START EXTRACTED ENTRIES

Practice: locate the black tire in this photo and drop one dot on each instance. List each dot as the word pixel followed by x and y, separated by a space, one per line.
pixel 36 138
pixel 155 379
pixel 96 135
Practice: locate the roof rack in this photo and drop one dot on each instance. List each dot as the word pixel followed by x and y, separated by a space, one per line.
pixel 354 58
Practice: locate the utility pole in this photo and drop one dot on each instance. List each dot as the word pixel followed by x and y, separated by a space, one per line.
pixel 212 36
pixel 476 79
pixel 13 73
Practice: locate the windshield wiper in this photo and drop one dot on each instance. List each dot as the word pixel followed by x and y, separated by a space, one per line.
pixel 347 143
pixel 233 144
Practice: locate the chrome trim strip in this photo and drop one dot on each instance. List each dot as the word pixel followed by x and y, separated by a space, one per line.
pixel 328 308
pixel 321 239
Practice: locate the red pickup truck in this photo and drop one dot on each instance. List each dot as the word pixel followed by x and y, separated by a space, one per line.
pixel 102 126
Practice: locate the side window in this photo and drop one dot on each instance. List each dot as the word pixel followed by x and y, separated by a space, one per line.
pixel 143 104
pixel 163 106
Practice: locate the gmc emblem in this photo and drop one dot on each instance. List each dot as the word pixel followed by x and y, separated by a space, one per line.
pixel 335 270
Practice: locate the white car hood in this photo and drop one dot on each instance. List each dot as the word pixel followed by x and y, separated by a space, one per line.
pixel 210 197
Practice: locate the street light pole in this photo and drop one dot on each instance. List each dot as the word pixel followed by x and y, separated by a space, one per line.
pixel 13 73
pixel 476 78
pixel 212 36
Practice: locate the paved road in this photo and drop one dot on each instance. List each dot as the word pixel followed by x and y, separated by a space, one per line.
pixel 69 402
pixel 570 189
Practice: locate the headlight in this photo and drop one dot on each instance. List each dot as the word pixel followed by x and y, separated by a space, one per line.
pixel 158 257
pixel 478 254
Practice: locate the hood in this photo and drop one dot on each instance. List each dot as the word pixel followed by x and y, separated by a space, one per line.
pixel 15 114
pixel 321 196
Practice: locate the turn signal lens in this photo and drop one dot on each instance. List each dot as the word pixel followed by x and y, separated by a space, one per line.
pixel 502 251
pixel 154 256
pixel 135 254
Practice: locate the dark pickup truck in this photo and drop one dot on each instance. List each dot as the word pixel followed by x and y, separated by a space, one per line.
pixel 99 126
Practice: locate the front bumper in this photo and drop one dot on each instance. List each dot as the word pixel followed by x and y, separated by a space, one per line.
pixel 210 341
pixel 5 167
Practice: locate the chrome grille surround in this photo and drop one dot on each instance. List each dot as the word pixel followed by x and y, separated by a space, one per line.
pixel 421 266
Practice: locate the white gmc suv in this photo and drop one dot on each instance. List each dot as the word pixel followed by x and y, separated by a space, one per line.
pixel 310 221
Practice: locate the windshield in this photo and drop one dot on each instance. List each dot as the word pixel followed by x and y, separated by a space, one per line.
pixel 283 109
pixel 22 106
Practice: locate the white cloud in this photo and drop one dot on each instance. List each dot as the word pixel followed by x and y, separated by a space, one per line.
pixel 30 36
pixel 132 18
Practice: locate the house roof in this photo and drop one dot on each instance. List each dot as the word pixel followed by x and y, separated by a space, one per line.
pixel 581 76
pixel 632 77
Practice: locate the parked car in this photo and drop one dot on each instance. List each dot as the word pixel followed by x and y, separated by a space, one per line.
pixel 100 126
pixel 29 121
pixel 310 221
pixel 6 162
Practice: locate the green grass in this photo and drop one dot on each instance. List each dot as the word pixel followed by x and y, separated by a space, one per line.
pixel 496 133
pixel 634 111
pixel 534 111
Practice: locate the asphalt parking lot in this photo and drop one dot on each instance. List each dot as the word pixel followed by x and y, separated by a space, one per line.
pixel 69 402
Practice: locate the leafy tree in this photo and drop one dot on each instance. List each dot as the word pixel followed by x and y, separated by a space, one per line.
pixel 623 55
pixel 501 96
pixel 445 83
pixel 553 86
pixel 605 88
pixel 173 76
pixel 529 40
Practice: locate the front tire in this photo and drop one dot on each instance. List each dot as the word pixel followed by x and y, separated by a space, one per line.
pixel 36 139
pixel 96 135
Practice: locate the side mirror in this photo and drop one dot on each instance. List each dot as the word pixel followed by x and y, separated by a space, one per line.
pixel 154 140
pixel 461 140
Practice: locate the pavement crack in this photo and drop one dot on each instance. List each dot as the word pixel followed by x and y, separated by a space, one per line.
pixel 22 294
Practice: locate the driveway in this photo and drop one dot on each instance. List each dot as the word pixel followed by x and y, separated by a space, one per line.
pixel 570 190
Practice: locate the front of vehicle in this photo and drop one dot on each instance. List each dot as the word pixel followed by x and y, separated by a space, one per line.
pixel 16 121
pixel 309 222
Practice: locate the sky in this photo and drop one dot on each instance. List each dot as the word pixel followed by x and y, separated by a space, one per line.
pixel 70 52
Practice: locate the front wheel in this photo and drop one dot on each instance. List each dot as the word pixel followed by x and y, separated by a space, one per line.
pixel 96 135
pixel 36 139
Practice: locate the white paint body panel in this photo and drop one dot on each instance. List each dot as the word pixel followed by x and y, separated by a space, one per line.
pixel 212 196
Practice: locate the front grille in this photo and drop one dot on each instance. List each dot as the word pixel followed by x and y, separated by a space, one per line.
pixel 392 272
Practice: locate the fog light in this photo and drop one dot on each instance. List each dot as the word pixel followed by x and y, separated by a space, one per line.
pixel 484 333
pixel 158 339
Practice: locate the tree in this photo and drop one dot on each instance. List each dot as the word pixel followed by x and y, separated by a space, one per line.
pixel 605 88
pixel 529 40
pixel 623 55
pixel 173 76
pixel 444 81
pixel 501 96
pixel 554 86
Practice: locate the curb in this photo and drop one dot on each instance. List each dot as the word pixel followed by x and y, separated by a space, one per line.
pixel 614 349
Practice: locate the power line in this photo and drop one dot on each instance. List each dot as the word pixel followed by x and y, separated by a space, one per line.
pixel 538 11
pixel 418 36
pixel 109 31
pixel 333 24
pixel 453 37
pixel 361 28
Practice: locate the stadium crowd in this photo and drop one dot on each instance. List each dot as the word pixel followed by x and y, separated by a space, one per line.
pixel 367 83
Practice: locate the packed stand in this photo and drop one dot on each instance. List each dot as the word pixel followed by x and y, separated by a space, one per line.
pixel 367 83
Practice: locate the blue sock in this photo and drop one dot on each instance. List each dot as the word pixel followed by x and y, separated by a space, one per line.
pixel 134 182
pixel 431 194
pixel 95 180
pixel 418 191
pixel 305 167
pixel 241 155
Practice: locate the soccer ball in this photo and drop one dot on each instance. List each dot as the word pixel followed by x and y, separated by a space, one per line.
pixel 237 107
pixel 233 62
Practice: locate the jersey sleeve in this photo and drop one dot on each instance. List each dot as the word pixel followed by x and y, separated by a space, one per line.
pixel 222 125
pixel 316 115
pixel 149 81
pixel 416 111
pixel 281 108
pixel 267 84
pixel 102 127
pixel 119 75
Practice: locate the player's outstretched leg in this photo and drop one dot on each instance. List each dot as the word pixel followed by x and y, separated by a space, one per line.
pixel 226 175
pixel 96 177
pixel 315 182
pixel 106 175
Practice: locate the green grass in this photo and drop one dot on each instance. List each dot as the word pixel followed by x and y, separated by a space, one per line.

END EXTRACTED ENTRIES

_EXERCISE INSTRUCTIONS_
Repeat every one of the records above word for word, leaving nothing out.

_COMPLETE OUTPUT_
Practice: locate the black tire in this photo and drop one dot on each instance. List each dot as the word pixel followed by x and y, separated by a space, one per line.
pixel 36 138
pixel 155 379
pixel 96 135
Practice: locate the roof rack in this photo and drop one dot on each instance. List each dot as the word pixel followed by x and y, separated by a space, one per line.
pixel 354 58
Practice: locate the utility pole in this photo and drop one dot on each instance. List each dot as the word pixel followed by x and y, separated by a space, one per line.
pixel 212 36
pixel 476 79
pixel 13 73
Practice: locate the windshield wiper in this photo and drop one dot on each instance. List each dot as the word pixel followed by x and y, separated by a space, one per line.
pixel 347 143
pixel 233 144
Practice: locate the chrome trim strip in this photo and drop one dot on each instance. List each dot as the word pixel followed by x and y, separated by a space, one per line.
pixel 328 308
pixel 321 239
Practice: locate the red pickup truck in this photo and drop one dot on each instance. List each dot as the word pixel followed by x and y, separated by a space, one per line.
pixel 102 126
Practice: locate the side window in this photo and drop one dot on each instance. List each dot as the word pixel followed by x and y, separated by a space, one per line.
pixel 143 104
pixel 163 106
Practice: locate the gmc emblem in this photo and drop one dot on each instance. List each dot as the word pixel followed by x and y, separated by a space, one per line.
pixel 335 270
Practice: locate the white car hood in this photo and drop one dot on each instance. List each dot as the word pixel followed by x and y, separated by a space, one per line.
pixel 210 197
Practice: locate the street light pole in this photo and drop one dot on each instance. List each dot as the word pixel followed by x and y, separated by a space, one per line.
pixel 13 73
pixel 476 78
pixel 212 36
Practice: locate the paved road in this photo and drop one dot on each instance. List each dot as the word pixel followed by x and y, separated by a space, one per line.
pixel 69 402
pixel 570 189
Practice: locate the headlight in this photo and drop one dot on each instance. List each dot as the word pixel followed by x and y, separated by a space, one per line.
pixel 158 257
pixel 478 254
Practice: locate the hood in this photo and drop one dot on each instance. List each dot as the word pixel followed by x and y, separated by a space, one per line.
pixel 15 114
pixel 321 196
Practice: locate the turn signal lens in this photo and drop one dot on each instance. List each dot as the word pixel followed by x and y, separated by a space, one per line.
pixel 502 251
pixel 154 256
pixel 135 254
Practice: locate the dark pickup truck in this photo and drop one dot on each instance. List each dot as the word pixel followed by x and y, separated by a space, one per line.
pixel 99 126
Practice: locate the front bumper in this photo and drop one dot on each instance. List each dot as the word pixel followed by x and y, separated by a space, one per line.
pixel 210 341
pixel 5 167
Practice: locate the chrome grille surround in this photo and drop one dot on each instance. List each dot as the word pixel followed by x and y, separated by a space, one per line.
pixel 421 266
Practice: locate the white gmc suv in this photo and drop one dot on each instance. List each dot as the word pixel followed by x and y, separated by a space, one per line.
pixel 310 221
Practice: locate the windshield in this photo and drop one dot on each instance. List each dot as the word pixel followed by x and y, separated by a space, one per line.
pixel 283 109
pixel 22 106
Practice: locate the white cloud in this photo and drop one dot on each instance. List each dot as the word pixel followed by x and y, separated by a space, one per line.
pixel 30 36
pixel 132 18
Practice: locate the house roof in this photo and drop one dot on each instance. List each dot as the word pixel followed by x and y, separated by a space, one per line.
pixel 581 76
pixel 632 77
Practice: locate the parked car in this photo and drop one dot on each instance. List each dot as the word pixel followed by x and y, separated by a space, one per line.
pixel 100 126
pixel 29 121
pixel 310 221
pixel 6 162
Practice: locate the green grass in this photo and drop one dot on each instance. List each dot as the word pixel followed by x and y, separated by a space, one per line.
pixel 496 133
pixel 634 111
pixel 534 111
Practice: locate the asphalt parking lot in this photo and drop one dot on each instance. List each dot as the word pixel followed by x and y, separated by a space, one per line.
pixel 69 402
Practice: locate the leafy tree in this photo and drop one dot on each instance. List each dot as the word pixel followed by x and y, separated by a space, one per line.
pixel 623 55
pixel 501 96
pixel 445 83
pixel 553 86
pixel 605 88
pixel 173 76
pixel 529 40
Practice: locate the front tire in this photo and drop one dot on each instance. List each dot as the word pixel followed by x and y, separated by a space, one per line.
pixel 36 139
pixel 96 135
Practice: locate the side mirror in this photo and drop one dot on each instance. List each dot as the word pixel followed by x and y, separated by a space, one per line.
pixel 154 140
pixel 461 140
Practice: locate the pavement crack in this photo and drop one dot on each instance. List each dot as the word pixel followed by x and y, separated by a space, one per line.
pixel 22 294
Practice: locate the driveway in this photo and drop one dot on each instance. List each dot as the word pixel followed by x and y, separated by a space, one per line.
pixel 570 190
Practice: locate the front of vehicle in this photo and drop one dot on each instance. List each dot as the word pixel followed by x and y, separated by a space, one per line.
pixel 16 121
pixel 309 222
Practice: locate the sky in this photo and drop one dot on each instance. List each dot as the word pixel followed by x and y, separated by a space, one per line.
pixel 70 52
Practice: locate the front wheel in this photo and drop one dot on each instance. List each dot as the word pixel followed by x and y, separated by a space, one per line.
pixel 96 135
pixel 36 139
Practice: locate the white paint body panel in this photo and drop one dot on each instance. List each dot as the word pixel followed by x and y, separated by a space, one per line.
pixel 212 196
Practice: locate the front grille in this photo and drop one dot on each instance. List each dot as the word pixel followed by x and y, separated by a space, one per line.
pixel 392 272
Practice: locate the fog light in this photo and drop one dot on each instance. List each dot as the word pixel followed by x and y, separated by a space, one per line.
pixel 484 333
pixel 158 339
Practice: locate the tree in this photo and drop one dot on each instance. List each dot as the word pixel followed by x and y, separated by a space, one per line.
pixel 605 88
pixel 529 40
pixel 623 55
pixel 173 76
pixel 444 81
pixel 501 96
pixel 554 86
Practice: locate the curb in this photo and drop one dot on each instance. List each dot as the word pixel followed by x and y, separated by a space, one per line.
pixel 614 349
Practice: locate the power line in this photo and drop one dot on each instance. List each dot as the word pixel followed by x and y, separated by a space, one per line.
pixel 538 11
pixel 418 36
pixel 109 31
pixel 333 24
pixel 453 37
pixel 361 28
Practice: locate the stadium crowd in this photo and drop one dot on each instance. List each dot as the word pixel followed by x and y, separated by a space, one per line.
pixel 367 83
Practice: locate the packed stand in this photo and drop one dot on each instance. List each dot as the word pixel followed by x and y, separated by a space, one per line.
pixel 367 83
Practice: locate the blue sock in this photo and drop one dot on each instance. List each dot as the word pixel followed by x and y, separated by a space, one per line.
pixel 134 182
pixel 431 194
pixel 95 180
pixel 418 191
pixel 305 167
pixel 241 155
Practice: locate the soccer ball in this photo and drop one dot on each instance. List each dot as the word pixel followed by x and y, separated by a space, one per line.
pixel 237 107
pixel 233 62
Practice: locate the jersey sleeve in this photo and drop one dot on each instance. List each dot as the word pixel followed by x and y, separated by a space, one per line.
pixel 222 125
pixel 316 115
pixel 149 81
pixel 416 111
pixel 281 108
pixel 267 84
pixel 102 127
pixel 119 75
Practice: locate the player's outstretched leg in this photo and drop one dot on each instance. List each dot as the word pixel followed by x and y, separated by a space, one per line.
pixel 226 175
pixel 96 177
pixel 315 182
pixel 106 175
Practice: locate the green grass in this photo and drop one dot on each instance. List each dot as the word pixel followed by x and y, separated by a space, one per line.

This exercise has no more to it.